== Documento fuente ==

Aunque la narración subjetiva reduce el campo y obliga a una percepción lejana de los márgenes, la protagonista cuenta las noticias que vive o llegan a ella y no puede publicar con la eficacia del buen periodismo y también con algunos clichés del estilo del oficio que refuerzan la primera persona.
La novela no necesita entrar en los entresijos económicos; simplemente, deja ver sus efectos en las vidas de las personas, el funcionamiento de las ciudades, las leyes y los medios de comunicación. Tampoco se centra en los antecedentes de la política, pero creo percibir algún sarcasmo en ese aspecto. La proximidad con las controversias actuales es evidente. Por ejemplo, ¿sorprendería a alguien que la UE de la troica acabara reemplazando la aprobación parlamentaria de las leyes por la de una comisión de notables tecnócratas? ¿No sería dar forma legal a lo que ya (¿casi?) está sucediendo?
La gran labor que ha hecho Ekaitz Ortega es, en mi opinión, encajar en un discurso coherente, emotivo y sencillo unos elementos complejos sin caer en la simplicidad o en el tedio y menos aún en los recursos fáciles de la intriga; ésta está presente sin ceder nunca a la tentación de hacerse el motivo principal de la obra. La lista de facetas es extensa: el terrorismo de estado, los métodos de propaganda y vigilancia de población, la culpabilización y persecución de las minorías, la censura en todos sus grados y métodos, el autoritarismo y la fatiga de los demócratas, la relativa fragilidad de los lazos familiares; el mundo de la clase media intelectual de profesores, artistas y periodistas y sus dependencias -a veces hay que subrayar lo evidente- de la propiedad y el estado, y también de sus propios círculos; la desaparición de la oposición y la aparición de fanatismos nihilistas; la sensación de vivir un tiempo sin porvenir que se apropia a cada paso del ambiente y, para cierto alivio, la idea de que el propio texto interviene en la (im)probable hipótesis de futuro.
(Me permito acabar estas notas con una pequeña boutade. A causa de un interés sadomasoquista por el mundo del arte, me gustaría leer la misma historia desde el punto de vista de Marie Warren, la hermana galerista de la narradora. Algo parecido a lo que hizo Jean Rhys con la esposa de Rochester, quizá con algunos toques de Isabel viendo llover en Macondo.)

== Datos proporcionados ==
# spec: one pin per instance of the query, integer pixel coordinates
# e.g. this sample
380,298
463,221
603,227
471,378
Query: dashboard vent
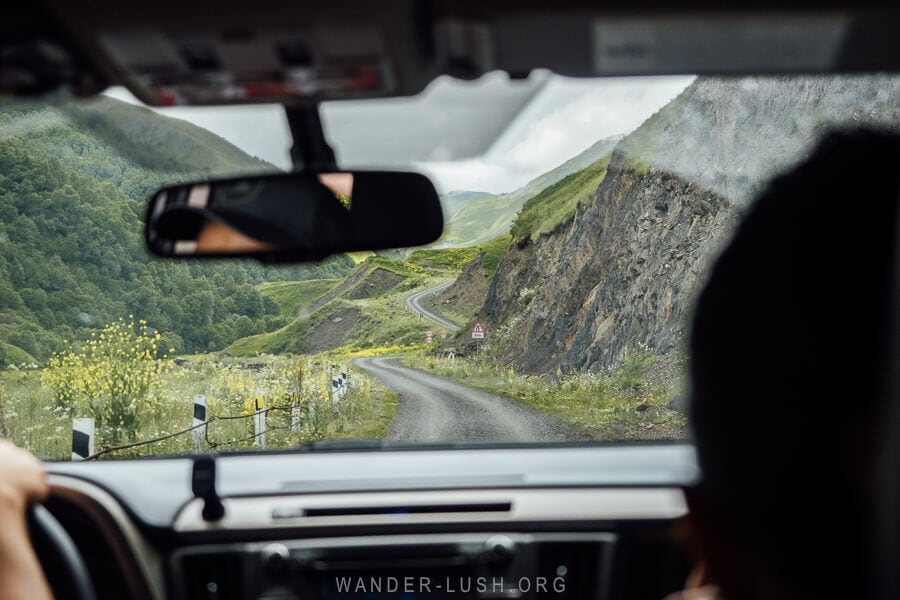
213,576
491,507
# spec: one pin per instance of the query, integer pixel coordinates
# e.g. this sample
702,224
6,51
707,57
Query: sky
492,135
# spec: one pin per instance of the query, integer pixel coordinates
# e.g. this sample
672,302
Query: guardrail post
199,434
82,438
260,420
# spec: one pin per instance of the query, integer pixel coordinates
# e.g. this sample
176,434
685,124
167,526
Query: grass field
31,417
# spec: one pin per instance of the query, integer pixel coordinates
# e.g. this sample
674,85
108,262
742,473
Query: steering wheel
58,549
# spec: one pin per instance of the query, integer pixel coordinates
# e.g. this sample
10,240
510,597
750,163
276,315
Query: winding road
434,409
414,302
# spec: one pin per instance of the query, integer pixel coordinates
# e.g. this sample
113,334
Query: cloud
566,117
528,128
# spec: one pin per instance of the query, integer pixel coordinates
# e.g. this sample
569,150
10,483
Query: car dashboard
463,522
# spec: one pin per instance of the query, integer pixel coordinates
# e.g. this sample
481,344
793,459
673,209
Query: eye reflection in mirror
294,217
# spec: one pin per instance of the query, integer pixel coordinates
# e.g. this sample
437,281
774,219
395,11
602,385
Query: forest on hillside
73,187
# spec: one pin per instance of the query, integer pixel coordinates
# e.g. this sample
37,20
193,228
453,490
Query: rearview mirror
295,216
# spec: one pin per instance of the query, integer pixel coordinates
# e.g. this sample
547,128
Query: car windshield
581,217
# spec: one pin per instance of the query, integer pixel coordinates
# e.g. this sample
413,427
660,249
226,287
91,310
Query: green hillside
455,259
477,217
365,310
557,204
73,256
291,296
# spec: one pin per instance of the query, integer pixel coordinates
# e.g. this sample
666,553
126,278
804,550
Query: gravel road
434,409
414,302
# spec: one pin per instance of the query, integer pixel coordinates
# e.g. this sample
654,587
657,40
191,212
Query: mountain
476,218
73,180
619,276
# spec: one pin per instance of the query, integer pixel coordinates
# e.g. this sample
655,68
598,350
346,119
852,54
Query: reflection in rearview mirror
298,216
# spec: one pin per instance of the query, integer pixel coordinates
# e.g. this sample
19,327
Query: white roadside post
82,438
260,420
199,434
295,410
335,391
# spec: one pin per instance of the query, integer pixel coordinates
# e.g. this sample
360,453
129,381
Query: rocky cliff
621,275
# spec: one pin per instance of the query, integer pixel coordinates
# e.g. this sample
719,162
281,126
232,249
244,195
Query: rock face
622,275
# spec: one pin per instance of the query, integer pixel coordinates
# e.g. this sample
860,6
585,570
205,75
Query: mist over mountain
620,274
477,217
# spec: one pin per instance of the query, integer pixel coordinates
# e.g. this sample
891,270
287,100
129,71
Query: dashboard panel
558,522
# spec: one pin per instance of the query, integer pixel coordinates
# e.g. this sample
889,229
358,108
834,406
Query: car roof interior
466,38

== Orden de trabajo 1 ==
Devuelve, por favor, el fragmento de la reseña desde "(Me permito acabar" hasta "llover en Macondo.)", ambos incluidos.
== Orden de trabajo 2 ==
Según la reseña, ¿qué relación tiene Marie Warren con la narradora?

== Resultado 1 ==
(Me permito acabar estas notas con una pequeña boutade. A causa de un interés sadomasoquista por el mundo del arte, me gustaría leer la misma historia desde el punto de vista de Marie Warren, la hermana galerista de la narradora. Algo parecido a lo que hizo Jean Rhys con la esposa de Rochester, quizá con algunos toques de Isabel viendo llover en Macondo.)

== Resultado 2 ==
Es la hermana galerista de la narradora.